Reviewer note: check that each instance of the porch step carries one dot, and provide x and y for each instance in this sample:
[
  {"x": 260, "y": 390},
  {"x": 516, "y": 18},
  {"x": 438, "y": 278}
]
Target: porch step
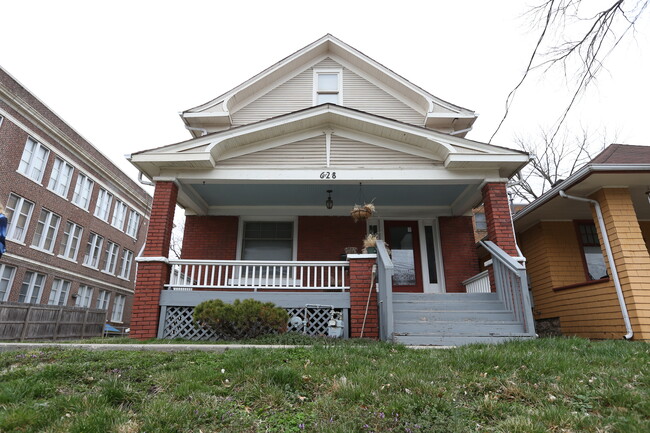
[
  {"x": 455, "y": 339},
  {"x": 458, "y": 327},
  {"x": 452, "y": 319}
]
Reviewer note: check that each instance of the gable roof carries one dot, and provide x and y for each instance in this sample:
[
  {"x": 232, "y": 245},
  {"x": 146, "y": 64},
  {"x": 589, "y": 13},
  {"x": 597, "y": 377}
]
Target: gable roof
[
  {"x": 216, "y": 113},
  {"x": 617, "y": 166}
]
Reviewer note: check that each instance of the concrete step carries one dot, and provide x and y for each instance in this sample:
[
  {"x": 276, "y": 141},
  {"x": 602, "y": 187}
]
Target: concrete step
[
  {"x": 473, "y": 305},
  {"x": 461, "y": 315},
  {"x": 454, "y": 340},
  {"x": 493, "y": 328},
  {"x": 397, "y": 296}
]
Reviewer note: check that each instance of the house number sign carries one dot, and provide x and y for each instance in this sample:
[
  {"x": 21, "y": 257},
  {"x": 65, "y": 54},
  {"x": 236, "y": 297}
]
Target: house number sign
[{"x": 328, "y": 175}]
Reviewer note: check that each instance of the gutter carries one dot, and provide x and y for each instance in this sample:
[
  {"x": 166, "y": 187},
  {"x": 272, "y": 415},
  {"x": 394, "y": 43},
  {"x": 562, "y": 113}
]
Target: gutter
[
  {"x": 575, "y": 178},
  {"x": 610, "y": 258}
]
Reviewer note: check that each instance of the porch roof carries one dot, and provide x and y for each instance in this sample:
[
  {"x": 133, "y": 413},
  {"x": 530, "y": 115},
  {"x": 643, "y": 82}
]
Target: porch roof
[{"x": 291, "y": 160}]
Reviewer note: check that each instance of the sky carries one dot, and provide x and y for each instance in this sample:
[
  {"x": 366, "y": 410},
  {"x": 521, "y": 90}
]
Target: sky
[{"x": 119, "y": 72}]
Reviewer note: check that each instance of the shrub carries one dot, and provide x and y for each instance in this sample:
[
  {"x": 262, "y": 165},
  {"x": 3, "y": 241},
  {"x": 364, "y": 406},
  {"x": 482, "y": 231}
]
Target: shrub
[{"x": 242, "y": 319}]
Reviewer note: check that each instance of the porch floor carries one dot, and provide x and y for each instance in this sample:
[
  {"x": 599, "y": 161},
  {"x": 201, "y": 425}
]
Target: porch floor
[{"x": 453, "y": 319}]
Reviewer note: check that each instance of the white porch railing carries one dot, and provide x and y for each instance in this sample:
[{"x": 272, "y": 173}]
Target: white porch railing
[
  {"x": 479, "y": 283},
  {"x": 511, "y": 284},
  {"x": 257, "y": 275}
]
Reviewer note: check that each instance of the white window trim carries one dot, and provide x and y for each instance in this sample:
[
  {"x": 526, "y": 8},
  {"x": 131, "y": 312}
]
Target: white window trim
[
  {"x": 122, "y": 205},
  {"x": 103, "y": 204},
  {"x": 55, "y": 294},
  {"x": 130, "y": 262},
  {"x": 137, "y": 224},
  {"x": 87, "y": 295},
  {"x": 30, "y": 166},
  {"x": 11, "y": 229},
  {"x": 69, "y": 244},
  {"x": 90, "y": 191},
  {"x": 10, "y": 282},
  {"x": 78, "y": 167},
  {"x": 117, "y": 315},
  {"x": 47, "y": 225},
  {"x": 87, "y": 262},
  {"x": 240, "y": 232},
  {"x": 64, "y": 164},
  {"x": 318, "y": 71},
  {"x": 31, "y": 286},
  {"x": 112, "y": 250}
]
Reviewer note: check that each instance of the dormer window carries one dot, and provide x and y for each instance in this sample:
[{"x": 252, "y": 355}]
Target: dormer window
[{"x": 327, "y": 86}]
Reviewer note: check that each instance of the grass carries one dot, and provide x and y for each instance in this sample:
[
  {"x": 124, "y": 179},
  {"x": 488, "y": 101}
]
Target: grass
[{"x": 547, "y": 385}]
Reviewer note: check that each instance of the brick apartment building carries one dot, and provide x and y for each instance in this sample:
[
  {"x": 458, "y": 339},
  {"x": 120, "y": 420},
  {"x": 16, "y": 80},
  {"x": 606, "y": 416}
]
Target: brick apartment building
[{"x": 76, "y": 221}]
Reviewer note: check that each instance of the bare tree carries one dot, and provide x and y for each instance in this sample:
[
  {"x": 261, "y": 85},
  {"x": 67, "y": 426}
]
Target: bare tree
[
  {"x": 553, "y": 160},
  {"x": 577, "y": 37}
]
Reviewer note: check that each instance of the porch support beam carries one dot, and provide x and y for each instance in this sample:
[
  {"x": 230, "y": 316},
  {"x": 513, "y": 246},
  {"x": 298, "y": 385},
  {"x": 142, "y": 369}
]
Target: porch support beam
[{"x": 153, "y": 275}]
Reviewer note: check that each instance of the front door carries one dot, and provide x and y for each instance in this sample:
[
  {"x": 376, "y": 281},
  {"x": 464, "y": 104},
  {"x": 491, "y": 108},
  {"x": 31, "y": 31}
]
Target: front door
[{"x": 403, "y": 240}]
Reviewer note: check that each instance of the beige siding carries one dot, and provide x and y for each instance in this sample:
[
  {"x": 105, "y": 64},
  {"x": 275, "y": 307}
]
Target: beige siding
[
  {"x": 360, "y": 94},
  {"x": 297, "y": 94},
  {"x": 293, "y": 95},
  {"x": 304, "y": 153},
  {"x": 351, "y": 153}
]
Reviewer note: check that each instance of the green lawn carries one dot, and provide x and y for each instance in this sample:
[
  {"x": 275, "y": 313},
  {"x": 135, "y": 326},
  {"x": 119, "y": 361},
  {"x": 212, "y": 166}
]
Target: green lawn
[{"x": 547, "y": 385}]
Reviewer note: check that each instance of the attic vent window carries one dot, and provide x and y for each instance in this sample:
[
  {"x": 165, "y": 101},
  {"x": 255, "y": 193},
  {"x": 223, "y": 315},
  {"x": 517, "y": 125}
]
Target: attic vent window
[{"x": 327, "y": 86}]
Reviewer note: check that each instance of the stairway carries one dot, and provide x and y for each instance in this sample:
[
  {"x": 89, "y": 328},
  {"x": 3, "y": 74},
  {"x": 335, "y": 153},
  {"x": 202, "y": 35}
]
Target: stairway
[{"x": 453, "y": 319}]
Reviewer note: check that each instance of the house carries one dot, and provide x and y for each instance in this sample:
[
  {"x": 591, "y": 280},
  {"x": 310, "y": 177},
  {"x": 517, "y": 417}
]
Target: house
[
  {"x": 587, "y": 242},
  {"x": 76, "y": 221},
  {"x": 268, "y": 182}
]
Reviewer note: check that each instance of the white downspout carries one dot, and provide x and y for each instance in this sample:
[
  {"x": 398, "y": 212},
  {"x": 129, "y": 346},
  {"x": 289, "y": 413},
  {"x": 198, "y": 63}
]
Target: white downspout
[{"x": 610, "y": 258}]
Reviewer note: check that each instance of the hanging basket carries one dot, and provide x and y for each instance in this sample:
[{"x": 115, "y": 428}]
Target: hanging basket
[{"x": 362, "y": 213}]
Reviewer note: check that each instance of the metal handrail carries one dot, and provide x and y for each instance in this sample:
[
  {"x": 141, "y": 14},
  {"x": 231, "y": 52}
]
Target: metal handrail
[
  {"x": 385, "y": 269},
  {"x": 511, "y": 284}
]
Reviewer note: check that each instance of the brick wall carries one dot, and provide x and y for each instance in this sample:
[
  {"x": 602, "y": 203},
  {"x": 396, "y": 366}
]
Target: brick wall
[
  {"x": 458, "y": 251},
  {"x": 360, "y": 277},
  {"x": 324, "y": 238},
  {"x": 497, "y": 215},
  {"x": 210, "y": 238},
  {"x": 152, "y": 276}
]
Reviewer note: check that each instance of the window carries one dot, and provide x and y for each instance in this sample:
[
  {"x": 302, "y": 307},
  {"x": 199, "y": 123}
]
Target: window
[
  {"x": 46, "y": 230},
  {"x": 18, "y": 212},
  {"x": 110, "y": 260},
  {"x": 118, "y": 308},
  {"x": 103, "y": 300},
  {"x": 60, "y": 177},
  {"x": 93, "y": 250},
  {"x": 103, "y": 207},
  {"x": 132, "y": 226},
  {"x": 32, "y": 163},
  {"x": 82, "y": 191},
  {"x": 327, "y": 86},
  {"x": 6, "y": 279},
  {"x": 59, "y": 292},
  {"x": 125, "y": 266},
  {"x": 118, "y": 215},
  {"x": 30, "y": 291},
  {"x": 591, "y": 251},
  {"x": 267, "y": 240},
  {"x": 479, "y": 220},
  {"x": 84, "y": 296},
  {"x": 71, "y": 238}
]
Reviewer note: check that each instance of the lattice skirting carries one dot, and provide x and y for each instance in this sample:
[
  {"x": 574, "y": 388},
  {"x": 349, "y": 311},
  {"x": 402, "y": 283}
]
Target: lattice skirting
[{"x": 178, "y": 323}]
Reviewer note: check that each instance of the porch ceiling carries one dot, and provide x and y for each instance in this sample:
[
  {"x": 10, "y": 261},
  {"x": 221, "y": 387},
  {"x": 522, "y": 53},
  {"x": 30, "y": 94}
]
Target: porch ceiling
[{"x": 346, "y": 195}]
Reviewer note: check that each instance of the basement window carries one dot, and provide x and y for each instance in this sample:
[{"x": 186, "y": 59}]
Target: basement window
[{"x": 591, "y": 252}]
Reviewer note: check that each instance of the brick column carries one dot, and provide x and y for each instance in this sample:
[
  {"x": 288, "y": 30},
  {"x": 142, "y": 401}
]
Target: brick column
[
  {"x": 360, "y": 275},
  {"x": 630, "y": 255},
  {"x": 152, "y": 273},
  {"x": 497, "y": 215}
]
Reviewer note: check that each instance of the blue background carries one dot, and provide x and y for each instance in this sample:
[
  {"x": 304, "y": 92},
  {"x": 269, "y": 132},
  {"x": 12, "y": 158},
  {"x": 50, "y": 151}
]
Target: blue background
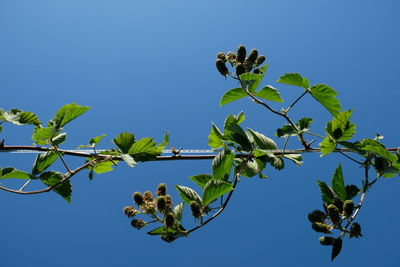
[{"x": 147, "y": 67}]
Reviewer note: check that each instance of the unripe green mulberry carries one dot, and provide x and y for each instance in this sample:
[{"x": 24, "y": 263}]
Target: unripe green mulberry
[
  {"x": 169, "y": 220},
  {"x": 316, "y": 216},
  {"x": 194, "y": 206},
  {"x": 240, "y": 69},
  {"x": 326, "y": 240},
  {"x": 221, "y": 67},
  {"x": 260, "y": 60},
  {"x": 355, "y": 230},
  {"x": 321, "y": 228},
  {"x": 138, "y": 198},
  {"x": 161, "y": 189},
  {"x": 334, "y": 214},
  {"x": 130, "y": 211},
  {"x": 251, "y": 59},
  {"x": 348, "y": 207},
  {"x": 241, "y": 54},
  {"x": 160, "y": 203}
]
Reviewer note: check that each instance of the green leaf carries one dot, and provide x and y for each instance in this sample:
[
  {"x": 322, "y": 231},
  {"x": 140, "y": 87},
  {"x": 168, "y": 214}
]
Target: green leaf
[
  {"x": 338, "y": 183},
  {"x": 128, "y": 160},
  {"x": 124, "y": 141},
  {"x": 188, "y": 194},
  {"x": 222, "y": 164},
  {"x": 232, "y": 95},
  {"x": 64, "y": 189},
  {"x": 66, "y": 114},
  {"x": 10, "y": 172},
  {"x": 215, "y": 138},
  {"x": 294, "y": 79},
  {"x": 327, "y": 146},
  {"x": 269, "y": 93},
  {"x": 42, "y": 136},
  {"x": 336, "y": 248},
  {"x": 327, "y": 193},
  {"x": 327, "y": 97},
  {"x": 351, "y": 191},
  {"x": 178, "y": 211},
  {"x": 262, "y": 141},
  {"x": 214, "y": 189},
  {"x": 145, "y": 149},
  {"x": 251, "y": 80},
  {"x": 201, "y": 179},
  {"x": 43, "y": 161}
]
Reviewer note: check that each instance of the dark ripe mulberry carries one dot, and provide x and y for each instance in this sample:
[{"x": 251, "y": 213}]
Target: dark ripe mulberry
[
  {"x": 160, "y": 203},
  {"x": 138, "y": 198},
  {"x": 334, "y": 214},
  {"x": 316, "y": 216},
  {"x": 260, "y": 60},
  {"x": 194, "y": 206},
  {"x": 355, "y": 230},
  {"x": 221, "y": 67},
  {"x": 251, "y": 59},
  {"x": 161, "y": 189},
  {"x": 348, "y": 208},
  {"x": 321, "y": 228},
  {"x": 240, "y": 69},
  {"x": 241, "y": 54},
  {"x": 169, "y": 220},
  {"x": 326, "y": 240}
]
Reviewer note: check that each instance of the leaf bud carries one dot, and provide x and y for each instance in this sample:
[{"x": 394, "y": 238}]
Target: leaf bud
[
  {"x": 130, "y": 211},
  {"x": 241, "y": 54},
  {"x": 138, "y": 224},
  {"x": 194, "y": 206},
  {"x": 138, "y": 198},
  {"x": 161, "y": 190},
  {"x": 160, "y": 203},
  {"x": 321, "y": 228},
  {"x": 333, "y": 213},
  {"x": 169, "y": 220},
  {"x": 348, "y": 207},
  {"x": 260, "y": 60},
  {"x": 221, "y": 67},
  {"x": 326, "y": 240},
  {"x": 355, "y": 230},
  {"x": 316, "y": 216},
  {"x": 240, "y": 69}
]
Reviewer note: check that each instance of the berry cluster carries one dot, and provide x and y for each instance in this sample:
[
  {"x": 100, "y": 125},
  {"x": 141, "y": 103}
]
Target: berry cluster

» **What the task asks**
Reproduce verbatim the lines from the one containing "Reviewer note: check that each instance of the leaf" through the final line, including both.

» **Result**
Reviewer note: check that each instance of the leaf bud carries one dot, and provide x and y for each instance in this sample:
[{"x": 394, "y": 238}]
Target: leaf bud
[
  {"x": 130, "y": 211},
  {"x": 241, "y": 54},
  {"x": 138, "y": 224},
  {"x": 194, "y": 206},
  {"x": 138, "y": 198},
  {"x": 161, "y": 190},
  {"x": 160, "y": 203},
  {"x": 321, "y": 228},
  {"x": 333, "y": 213},
  {"x": 169, "y": 220},
  {"x": 348, "y": 207},
  {"x": 260, "y": 60},
  {"x": 221, "y": 67},
  {"x": 326, "y": 240},
  {"x": 355, "y": 230},
  {"x": 316, "y": 216},
  {"x": 240, "y": 69}
]
Reviewer note: check that each instance of the berry cluster carries one dot, and provide x and y for each instance in this sample:
[
  {"x": 100, "y": 125},
  {"x": 141, "y": 103}
]
Target: berry cluster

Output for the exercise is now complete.